TEXT SECTION -
High-precision models require high-quality datasets. The goal of data preparation is to create high-quality datasets. Platform for AI (PAI) provides a dataset management module that allows you to create datasets based on various types of data, including data stored in Alibaba Cloud storage services. The module also allows you to scan Object Storage Service (OSS) folders to generate datasets and provides common third-party public datasets that you can use for intelligent labeling and model training. This topic describes how to create and manage datasets.
Overview
The dataset module allows you to create custom datasets or use public datasets.
Create a custom dataset.
Create a dataset based on data that is stored in an Alibaba Cloud storage service: Create a dataset based on data that is stored in OSS or File Storage NAS (NAS). You can use the dataset in subsequent data processing or modeling.
Create a dataset by scanning a folder: Scan a file that is stored in OSS to generate an index file whose extension is *.manifest and use the index file as a dataset. You can use the dataset in scenarios in which iTAG is used.
Create a dataset by registering a public dataset.
The public datasets available in the dataset management module are open source datasets, such as MMLU, CMMLU, or GSM8K. Alibaba Cloud assumes no responsibility for the availability, compliance, and security of the third-party datasets. Before you use the datasets, make sure to read the third-party agreements to ensure legal and compliant use.
Prerequisites
An AI workspace is created. The datasets that you want to register are added to the AI workspace.
Limits
In the China (Ulanqab) region, you can create datasets only by using data from an Alibaba Cloud storage service or by scanning a folder.
You can create CPFS for Lingjun datasets only in the China (Ulanqab) region. The Alibaba Cloud File Storage (CPFS) datasets are not supported in the China (Ulanqab) region.
Account and permission requirements
Alibaba Cloud account: You can use an Alibaba Cloud account to complete all operations without additional authorization.
RAM user: Grant the following permissions to the RAM user:
Dataset-related permissions
You need to add a RAM user as a workspace member of specific roles and assign permissions to the roles. For information about the permissions of roles, visit the Roles and Permissions page. For information about how to add a RAM user as a workspace member, see Manage workspace members.

STATED PROBLEM A - According to the dataset guide, why should you read the third-party agreements before using the public datasets? Answer in one to three sentences.
The rows after this point have no connection to the dataset guide.

PROVIDED MATERIAL -
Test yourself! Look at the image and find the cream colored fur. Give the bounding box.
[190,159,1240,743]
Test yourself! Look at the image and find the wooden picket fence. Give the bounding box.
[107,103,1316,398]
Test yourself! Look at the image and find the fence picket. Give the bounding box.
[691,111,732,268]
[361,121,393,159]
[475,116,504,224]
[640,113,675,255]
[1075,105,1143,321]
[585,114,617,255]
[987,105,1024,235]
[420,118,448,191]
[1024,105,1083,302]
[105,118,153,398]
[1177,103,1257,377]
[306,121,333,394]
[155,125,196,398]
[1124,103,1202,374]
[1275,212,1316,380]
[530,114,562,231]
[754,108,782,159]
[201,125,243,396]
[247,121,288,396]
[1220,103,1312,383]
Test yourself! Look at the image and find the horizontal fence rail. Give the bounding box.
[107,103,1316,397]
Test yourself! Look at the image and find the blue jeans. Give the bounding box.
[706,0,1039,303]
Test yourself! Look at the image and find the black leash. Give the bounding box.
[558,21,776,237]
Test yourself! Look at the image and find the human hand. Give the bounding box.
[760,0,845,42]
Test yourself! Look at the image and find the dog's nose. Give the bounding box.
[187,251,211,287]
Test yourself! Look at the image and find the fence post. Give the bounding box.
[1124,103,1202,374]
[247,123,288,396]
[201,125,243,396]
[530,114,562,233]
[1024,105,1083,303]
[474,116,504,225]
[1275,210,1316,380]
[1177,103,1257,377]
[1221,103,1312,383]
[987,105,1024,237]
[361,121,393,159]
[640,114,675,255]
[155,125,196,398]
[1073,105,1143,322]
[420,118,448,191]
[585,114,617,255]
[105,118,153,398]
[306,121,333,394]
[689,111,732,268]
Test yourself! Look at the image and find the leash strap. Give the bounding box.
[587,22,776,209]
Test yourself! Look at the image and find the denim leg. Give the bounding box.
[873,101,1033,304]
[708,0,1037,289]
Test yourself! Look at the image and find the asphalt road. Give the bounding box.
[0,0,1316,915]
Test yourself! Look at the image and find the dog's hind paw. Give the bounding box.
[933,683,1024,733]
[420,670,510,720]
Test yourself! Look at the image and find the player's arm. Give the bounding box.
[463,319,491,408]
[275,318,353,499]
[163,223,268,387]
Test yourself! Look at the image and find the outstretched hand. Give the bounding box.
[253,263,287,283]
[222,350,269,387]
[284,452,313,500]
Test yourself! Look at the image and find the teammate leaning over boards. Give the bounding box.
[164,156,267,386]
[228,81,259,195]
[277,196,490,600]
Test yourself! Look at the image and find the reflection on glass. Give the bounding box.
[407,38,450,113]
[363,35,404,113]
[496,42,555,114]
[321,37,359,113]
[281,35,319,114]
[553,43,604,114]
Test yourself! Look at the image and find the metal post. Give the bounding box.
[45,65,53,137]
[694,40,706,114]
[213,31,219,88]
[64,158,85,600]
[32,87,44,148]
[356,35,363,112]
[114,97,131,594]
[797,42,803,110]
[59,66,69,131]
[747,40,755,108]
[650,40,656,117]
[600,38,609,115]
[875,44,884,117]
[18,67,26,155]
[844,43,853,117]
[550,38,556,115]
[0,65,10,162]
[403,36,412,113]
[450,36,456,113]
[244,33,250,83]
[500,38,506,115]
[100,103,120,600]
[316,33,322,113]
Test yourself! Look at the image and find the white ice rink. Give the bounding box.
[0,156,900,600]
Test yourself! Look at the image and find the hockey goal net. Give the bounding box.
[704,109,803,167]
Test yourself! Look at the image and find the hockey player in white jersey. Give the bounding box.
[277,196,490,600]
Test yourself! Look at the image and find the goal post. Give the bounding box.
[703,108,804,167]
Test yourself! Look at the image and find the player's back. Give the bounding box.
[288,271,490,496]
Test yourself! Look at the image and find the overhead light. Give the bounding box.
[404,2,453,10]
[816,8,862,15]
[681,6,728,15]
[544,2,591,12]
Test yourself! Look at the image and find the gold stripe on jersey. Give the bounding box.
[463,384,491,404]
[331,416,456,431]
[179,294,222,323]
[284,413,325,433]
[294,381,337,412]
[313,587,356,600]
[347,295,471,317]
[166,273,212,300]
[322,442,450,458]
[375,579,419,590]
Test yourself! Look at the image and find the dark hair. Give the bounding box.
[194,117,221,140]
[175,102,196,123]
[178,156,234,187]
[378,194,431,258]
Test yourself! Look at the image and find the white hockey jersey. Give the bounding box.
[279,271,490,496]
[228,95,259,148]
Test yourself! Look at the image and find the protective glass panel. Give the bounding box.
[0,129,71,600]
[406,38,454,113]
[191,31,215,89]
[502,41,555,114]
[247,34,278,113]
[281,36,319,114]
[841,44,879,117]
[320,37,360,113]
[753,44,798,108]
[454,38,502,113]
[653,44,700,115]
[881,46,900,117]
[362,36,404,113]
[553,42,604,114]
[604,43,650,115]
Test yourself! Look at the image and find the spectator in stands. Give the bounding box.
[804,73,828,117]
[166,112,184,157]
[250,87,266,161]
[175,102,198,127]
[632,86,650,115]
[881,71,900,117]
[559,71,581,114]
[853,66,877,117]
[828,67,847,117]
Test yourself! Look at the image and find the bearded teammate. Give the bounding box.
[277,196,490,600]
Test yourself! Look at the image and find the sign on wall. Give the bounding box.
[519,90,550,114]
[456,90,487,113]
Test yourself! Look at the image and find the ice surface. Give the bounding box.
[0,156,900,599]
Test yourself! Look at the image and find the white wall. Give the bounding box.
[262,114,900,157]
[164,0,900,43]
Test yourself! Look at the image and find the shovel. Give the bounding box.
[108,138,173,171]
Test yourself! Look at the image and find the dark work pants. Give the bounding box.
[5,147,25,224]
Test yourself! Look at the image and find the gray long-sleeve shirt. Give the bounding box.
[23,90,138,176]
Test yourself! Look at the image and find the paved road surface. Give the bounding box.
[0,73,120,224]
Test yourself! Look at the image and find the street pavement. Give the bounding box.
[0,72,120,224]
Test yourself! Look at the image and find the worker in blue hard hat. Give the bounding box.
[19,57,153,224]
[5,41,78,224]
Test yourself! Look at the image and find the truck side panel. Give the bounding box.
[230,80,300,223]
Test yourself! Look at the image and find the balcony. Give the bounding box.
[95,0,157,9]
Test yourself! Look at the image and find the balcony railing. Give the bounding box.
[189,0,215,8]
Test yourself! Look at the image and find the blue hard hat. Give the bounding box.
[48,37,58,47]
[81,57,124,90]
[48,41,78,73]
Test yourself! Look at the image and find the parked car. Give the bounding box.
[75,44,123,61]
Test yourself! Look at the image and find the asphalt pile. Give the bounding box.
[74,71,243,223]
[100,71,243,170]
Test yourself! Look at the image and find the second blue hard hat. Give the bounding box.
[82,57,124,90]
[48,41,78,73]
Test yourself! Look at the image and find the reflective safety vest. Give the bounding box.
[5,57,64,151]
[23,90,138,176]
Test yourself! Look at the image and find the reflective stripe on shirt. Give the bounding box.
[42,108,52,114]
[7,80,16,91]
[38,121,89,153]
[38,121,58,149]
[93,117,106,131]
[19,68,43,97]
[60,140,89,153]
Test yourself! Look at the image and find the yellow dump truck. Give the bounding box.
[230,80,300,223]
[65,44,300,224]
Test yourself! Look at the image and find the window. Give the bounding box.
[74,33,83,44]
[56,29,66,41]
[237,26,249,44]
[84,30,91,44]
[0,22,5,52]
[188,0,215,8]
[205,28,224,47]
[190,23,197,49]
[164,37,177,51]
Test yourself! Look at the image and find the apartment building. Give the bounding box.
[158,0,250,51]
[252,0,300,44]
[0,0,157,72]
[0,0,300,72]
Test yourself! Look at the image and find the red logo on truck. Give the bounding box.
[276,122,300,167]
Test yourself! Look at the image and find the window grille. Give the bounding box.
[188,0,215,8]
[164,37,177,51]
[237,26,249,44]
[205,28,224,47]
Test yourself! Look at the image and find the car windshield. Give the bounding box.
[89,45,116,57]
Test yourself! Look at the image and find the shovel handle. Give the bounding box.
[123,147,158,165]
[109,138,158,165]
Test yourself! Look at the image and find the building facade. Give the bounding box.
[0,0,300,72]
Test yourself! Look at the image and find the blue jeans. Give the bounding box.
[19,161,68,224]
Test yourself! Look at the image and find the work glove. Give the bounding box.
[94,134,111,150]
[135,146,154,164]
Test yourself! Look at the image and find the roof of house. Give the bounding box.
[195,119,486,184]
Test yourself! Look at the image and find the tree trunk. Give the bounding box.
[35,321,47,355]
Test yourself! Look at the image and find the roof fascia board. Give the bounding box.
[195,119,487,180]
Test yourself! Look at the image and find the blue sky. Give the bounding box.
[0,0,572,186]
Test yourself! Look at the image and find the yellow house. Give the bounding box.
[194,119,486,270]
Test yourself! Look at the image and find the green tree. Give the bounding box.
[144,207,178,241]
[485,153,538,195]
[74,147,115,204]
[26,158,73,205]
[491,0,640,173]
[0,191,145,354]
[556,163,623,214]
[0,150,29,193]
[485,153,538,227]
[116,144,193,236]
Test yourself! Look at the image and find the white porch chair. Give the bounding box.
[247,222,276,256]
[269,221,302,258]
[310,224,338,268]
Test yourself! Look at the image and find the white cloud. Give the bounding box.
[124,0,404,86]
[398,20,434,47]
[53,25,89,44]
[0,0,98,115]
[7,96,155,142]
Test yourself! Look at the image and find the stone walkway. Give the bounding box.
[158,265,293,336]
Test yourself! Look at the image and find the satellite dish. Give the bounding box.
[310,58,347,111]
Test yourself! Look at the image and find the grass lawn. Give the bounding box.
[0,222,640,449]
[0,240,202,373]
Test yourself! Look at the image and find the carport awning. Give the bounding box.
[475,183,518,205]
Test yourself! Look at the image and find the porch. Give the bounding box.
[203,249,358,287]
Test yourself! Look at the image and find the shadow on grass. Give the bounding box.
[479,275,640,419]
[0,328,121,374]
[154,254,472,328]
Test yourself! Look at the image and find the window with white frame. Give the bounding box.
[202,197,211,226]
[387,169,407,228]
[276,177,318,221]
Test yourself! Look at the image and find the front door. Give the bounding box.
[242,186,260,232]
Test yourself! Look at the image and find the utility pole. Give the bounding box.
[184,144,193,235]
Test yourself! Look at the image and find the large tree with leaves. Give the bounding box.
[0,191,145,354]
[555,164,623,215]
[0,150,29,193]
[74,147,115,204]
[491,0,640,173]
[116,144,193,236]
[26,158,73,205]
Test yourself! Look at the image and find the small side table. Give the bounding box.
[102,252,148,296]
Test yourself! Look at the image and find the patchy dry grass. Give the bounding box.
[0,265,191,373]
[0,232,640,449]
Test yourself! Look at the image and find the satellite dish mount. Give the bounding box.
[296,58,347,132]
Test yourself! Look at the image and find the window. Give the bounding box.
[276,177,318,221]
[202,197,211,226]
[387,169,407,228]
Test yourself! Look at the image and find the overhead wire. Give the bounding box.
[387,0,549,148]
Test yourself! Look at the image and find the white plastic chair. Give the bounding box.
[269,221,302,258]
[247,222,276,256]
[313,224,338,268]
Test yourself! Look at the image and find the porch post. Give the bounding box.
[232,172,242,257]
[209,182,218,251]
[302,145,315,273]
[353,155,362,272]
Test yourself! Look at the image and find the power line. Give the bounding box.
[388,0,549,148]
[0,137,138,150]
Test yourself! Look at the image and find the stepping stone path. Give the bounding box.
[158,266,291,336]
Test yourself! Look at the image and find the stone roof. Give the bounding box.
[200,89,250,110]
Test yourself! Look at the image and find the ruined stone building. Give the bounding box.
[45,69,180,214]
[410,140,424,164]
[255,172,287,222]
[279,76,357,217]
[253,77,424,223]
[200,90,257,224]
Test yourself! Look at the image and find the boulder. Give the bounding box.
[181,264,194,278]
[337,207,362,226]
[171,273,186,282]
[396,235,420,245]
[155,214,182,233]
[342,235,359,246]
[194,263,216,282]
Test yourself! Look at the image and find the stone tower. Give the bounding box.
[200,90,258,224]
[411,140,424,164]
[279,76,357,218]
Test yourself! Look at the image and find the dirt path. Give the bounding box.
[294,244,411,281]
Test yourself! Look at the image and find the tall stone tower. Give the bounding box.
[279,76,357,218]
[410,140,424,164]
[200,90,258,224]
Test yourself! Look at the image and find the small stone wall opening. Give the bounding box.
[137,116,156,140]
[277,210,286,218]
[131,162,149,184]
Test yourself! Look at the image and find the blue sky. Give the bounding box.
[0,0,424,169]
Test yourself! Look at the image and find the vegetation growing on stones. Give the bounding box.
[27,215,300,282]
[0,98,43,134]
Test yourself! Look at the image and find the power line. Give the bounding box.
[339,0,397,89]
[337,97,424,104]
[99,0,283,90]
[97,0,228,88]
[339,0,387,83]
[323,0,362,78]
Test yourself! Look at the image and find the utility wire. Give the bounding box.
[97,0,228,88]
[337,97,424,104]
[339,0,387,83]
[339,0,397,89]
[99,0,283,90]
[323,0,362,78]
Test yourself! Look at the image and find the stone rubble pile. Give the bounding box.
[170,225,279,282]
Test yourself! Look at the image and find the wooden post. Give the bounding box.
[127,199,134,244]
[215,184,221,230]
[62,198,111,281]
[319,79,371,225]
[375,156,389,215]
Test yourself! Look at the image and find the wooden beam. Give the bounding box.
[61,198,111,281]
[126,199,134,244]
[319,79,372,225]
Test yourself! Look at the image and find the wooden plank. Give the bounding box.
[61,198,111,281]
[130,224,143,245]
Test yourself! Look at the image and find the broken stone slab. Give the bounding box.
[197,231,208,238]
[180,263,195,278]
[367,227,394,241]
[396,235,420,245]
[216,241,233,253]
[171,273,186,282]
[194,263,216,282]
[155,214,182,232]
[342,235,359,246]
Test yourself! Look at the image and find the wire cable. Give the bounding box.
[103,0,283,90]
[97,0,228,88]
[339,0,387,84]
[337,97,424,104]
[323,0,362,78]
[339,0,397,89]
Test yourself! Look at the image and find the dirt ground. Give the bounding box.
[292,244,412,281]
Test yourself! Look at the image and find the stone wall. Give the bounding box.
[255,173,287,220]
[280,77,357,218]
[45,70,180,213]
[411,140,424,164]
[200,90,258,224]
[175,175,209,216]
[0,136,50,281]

STATED PROBLEM B - In the rows, offset every bounding box coordinate by adding 49. Write out again the part that opens with the line containing "Test yourself! Look at the image and find the fence picket." and closes with the line containing "[706,0,1039,303]", both of those lines included, and keep the lines without coordinates unchanged.

CORRECT RESPONSE A - The public datasets are third-party open source datasets, and Alibaba Cloud assumes no responsibility for their availability, compliance, and security. Reading the third-party agreements first ensures that the datasets are used legally and compliantly.

CORRECT RESPONSE B -
Test yourself! Look at the image and find the fence picket. Give the bounding box.
[740,160,781,317]
[410,170,442,208]
[524,165,553,273]
[689,162,724,304]
[1124,154,1192,370]
[634,163,666,304]
[1036,154,1073,284]
[469,167,497,240]
[1073,154,1132,351]
[154,167,202,447]
[1226,152,1306,426]
[355,170,382,443]
[204,174,245,447]
[1173,152,1251,423]
[1324,261,1365,429]
[579,163,611,280]
[803,157,831,208]
[250,174,292,445]
[296,170,337,445]
[1269,152,1361,432]
Test yourself! Look at the image and find the horizontal fence rail. Give the bounding box.
[156,152,1365,446]
Test yourself! Look at the image and find the blue jeans. Give the bounding box.
[755,49,1088,352]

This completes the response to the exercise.